Exercise data:
== == ==

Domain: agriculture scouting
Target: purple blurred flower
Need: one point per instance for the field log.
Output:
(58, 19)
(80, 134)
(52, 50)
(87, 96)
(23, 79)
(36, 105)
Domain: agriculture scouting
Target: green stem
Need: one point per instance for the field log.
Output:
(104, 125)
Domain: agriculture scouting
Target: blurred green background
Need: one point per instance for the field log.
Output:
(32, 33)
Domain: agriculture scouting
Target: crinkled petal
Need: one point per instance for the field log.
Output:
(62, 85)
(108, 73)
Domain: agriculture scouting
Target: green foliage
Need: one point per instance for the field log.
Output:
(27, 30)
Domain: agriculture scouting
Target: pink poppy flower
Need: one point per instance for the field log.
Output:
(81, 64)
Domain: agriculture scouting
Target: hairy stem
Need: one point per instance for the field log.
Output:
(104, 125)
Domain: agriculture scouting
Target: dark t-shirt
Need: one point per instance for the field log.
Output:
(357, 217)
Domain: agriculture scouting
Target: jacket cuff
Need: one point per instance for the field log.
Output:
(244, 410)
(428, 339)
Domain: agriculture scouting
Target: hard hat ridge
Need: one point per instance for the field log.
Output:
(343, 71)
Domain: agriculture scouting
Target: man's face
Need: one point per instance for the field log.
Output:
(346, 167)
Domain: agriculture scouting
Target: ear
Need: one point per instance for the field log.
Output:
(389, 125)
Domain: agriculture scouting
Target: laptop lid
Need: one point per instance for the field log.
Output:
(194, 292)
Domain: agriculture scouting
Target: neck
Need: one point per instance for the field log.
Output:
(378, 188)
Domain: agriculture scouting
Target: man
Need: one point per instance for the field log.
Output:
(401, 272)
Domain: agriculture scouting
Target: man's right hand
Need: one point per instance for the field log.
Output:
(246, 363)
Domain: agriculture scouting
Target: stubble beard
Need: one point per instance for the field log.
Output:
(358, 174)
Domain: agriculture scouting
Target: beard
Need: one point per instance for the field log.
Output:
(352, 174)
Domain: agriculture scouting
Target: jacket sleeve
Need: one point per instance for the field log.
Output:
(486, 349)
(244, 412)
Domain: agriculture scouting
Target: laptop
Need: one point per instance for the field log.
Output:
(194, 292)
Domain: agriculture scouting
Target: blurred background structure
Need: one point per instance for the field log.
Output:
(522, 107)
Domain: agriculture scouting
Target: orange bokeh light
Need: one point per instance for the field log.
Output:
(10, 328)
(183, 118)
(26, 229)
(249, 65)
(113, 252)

== == ==

Task item:
Write out every line of the data again, exactly as it reads.

Task response:
Domain: agriculture scouting
Target: purple blurred flower
Need: one point per instance for the field log.
Output:
(58, 19)
(80, 134)
(52, 50)
(87, 96)
(23, 79)
(36, 105)
Domain: agriculture scouting
Target: green stem
Need: one point per instance for the field log.
Output:
(104, 125)
Domain: agriculture scouting
Target: blurred green background
Need: one point per instance for the field log.
Output:
(32, 33)
Domain: agriculture scouting
Target: crinkled petal
Need: one point per instance for the field log.
Output:
(62, 85)
(108, 73)
Domain: agriculture scouting
Target: green foliage
Need: one point per instance for the field log.
Output:
(27, 30)
Domain: agriculture scouting
Target: pink poppy flower
Need: one point per instance for the field log.
Output:
(81, 64)
Domain: agriculture scouting
Target: hairy stem
Need: one point per instance for the field log.
Output:
(104, 125)
Domain: agriculture scouting
Target: dark t-shirt
Need: one point per instance for the field log.
Output:
(357, 217)
Domain: agriculture scouting
Target: jacket cuff
Need: one point per instance for the field log.
Output:
(244, 410)
(428, 339)
Domain: agriculture scouting
Target: hard hat ridge
Need: one point per instance for the field log.
Output:
(343, 71)
Domain: agriculture scouting
Target: man's face
Need: one point per instance for the field log.
Output:
(346, 167)
Domain: agriculture scouting
Target: ear
Need: one point per instance for the field log.
Output:
(389, 125)
Domain: agriculture scouting
Target: laptop lid
Need: one point per instance for the field log.
Output:
(194, 292)
Domain: agriculture scouting
Target: neck
Need: one point per instance for the field log.
Output:
(378, 188)
Domain: agriculture scouting
Target: man
Need: one point per instance for the field log.
Output:
(401, 272)
Domain: agriculture scouting
Target: man's right hand
Need: one point per instance for the field log.
Output:
(246, 363)
Domain: agriculture scouting
Target: stubble beard
Need: one point per instance for the field log.
Output:
(358, 174)
Domain: agriculture scouting
Target: beard
Need: one point per instance for the field log.
Output:
(352, 174)
Domain: agriculture scouting
Target: jacket sleeve
Need: one point per instance for the field log.
Output:
(486, 349)
(244, 412)
Domain: agriculture scouting
Target: laptop
Need: one point per instance for the field log.
Output:
(194, 292)
Domain: agriculture scouting
Target: blurred background structure
Need: one point per instance for the field log.
Output:
(522, 107)
Domain: agriculture scouting
Target: orange bokeh light
Need: one point per instance for the field log.
Output:
(10, 328)
(183, 118)
(26, 229)
(249, 65)
(113, 252)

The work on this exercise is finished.